==== Records to process
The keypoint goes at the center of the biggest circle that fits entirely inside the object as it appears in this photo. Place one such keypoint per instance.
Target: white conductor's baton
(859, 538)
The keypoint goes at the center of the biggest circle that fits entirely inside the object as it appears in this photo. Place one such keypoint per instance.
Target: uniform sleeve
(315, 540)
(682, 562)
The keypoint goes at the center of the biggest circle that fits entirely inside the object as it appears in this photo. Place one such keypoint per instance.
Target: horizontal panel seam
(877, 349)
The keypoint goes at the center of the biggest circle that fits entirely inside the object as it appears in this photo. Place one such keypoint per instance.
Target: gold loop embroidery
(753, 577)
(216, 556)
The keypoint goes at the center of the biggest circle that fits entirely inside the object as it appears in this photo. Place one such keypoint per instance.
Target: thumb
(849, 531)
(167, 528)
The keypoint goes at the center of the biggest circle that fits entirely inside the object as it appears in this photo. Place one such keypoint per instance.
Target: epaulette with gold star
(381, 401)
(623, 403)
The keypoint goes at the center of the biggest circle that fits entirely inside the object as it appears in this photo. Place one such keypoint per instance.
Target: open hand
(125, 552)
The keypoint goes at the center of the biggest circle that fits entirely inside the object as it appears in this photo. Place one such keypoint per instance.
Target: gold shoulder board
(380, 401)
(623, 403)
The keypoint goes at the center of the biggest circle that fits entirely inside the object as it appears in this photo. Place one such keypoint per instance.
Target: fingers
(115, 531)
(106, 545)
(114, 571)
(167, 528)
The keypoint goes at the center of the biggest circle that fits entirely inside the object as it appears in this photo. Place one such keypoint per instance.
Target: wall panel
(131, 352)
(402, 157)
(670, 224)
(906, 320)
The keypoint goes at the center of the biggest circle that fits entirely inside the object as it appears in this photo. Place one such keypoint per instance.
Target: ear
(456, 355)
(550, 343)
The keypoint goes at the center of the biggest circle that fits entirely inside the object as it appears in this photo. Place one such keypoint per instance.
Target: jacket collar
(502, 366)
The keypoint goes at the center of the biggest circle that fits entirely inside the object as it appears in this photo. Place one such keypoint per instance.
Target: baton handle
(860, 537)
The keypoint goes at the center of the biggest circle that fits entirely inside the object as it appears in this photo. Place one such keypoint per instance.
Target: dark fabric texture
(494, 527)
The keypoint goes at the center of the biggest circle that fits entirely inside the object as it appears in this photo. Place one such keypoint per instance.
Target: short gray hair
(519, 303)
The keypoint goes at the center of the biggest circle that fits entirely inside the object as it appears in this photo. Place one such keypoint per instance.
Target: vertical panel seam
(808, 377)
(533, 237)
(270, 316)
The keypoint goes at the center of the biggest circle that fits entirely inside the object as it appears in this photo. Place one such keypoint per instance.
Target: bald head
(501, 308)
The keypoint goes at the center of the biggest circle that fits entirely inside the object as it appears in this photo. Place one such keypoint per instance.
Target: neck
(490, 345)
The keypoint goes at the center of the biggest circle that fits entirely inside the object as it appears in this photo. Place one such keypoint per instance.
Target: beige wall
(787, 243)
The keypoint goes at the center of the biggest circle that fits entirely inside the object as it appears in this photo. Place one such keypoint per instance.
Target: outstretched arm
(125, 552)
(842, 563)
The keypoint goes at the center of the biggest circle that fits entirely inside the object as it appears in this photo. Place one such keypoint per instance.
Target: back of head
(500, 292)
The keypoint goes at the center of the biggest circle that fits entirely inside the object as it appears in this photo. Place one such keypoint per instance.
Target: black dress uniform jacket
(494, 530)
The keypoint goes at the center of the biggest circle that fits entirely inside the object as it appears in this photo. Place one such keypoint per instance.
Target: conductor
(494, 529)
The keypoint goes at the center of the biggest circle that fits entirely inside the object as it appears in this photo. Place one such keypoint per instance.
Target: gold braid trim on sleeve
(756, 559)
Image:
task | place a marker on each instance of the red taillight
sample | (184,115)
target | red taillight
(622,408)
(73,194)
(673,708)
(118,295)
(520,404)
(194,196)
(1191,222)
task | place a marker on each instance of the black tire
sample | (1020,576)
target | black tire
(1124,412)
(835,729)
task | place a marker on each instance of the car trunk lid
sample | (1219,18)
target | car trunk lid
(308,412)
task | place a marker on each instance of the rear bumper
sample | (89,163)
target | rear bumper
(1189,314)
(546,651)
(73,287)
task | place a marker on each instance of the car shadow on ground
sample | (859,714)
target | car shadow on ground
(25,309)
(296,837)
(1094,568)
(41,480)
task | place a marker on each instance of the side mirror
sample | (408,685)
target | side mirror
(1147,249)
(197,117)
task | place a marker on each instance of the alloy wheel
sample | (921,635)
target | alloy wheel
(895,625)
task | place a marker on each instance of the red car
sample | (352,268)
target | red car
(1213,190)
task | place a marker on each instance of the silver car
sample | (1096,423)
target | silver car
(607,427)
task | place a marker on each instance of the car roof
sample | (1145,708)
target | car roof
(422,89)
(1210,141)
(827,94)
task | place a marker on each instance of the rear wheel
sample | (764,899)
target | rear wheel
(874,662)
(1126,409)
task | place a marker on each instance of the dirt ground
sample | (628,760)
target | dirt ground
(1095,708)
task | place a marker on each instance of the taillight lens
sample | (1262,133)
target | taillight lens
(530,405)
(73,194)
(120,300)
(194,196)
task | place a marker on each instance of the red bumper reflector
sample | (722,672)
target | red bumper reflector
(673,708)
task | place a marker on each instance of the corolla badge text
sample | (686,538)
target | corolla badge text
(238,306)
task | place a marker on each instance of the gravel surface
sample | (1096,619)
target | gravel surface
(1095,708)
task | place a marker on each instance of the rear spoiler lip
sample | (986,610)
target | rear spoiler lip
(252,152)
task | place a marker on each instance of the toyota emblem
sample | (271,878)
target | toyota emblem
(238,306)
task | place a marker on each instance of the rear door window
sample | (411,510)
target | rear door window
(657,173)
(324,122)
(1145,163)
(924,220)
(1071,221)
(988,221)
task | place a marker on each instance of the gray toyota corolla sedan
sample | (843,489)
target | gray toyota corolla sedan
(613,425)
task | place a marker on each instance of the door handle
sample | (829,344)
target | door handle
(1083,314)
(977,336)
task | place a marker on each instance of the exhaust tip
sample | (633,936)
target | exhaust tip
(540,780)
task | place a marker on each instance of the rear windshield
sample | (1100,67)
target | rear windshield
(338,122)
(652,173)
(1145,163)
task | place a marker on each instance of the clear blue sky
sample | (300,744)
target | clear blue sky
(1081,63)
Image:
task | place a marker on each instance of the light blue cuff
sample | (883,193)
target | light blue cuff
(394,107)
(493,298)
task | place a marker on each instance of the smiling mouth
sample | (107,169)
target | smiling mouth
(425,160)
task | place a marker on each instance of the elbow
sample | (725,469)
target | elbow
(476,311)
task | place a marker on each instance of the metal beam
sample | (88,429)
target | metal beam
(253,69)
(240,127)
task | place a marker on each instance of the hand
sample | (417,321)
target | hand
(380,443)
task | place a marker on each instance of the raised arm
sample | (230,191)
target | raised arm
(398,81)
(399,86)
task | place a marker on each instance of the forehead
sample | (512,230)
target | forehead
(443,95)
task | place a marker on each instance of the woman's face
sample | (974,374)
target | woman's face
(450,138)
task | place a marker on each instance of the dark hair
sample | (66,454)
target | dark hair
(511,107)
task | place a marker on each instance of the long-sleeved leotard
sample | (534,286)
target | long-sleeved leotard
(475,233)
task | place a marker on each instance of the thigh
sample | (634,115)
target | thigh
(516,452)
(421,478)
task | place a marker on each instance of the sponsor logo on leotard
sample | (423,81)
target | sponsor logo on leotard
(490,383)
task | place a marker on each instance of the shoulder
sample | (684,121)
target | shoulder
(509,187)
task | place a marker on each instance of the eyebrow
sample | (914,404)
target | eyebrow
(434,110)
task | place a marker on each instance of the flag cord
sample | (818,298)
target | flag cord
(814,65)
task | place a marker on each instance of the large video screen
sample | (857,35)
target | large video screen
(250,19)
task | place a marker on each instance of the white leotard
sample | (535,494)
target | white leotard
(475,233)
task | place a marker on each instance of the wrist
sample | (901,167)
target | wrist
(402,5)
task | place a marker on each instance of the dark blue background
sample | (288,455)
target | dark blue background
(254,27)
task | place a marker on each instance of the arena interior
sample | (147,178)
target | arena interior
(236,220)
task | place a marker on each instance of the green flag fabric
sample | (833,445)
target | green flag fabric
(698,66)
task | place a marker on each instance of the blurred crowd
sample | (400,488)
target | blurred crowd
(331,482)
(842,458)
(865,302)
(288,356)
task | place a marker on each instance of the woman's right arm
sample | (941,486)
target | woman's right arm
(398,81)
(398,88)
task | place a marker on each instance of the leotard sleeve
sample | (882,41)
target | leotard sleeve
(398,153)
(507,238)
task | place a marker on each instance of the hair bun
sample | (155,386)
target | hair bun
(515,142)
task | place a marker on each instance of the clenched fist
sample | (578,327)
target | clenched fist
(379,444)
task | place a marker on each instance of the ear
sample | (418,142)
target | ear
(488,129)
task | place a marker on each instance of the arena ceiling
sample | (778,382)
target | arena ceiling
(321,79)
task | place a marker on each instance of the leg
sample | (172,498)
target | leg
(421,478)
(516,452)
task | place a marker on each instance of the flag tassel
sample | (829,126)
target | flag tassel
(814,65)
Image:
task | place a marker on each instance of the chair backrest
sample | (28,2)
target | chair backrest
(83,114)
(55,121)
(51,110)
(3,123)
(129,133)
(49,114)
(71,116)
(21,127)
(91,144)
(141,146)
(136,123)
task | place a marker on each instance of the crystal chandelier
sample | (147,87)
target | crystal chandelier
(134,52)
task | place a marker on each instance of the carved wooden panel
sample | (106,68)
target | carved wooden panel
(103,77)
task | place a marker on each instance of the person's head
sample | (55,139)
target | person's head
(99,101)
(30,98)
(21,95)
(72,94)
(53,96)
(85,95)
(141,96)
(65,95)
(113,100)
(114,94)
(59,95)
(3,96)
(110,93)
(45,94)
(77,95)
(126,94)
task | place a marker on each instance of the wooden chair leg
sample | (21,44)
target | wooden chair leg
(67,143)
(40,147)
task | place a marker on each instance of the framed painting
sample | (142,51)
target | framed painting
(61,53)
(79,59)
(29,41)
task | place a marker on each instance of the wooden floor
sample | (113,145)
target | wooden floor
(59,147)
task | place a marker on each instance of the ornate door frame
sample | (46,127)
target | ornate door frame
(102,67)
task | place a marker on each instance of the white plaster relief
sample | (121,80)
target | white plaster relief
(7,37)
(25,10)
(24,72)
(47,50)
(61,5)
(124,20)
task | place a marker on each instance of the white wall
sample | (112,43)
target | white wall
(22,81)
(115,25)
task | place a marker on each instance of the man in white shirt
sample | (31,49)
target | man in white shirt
========
* [The problem]: Reproduce the records above exactly, starting with the line that contains "the wooden floor" and ending with the last line.

* [Task output]:
task | place a marker on each instance of the wooden floor
sample | (113,145)
target | wooden floor
(59,147)
task | place a marker on each instance of the ornate door frame
sample | (46,127)
target | ornate door frame
(102,67)
task | place a marker on each instance of the white plaster relief
sample | (121,80)
target | white plaster relief
(7,37)
(25,10)
(24,72)
(47,50)
(61,5)
(124,20)
task | place a marker on each instance of the white wall
sample | (112,43)
target | white wall
(22,81)
(115,25)
task | place a marker on each instance of the man in white shirt
sample | (31,49)
target | man in white shirt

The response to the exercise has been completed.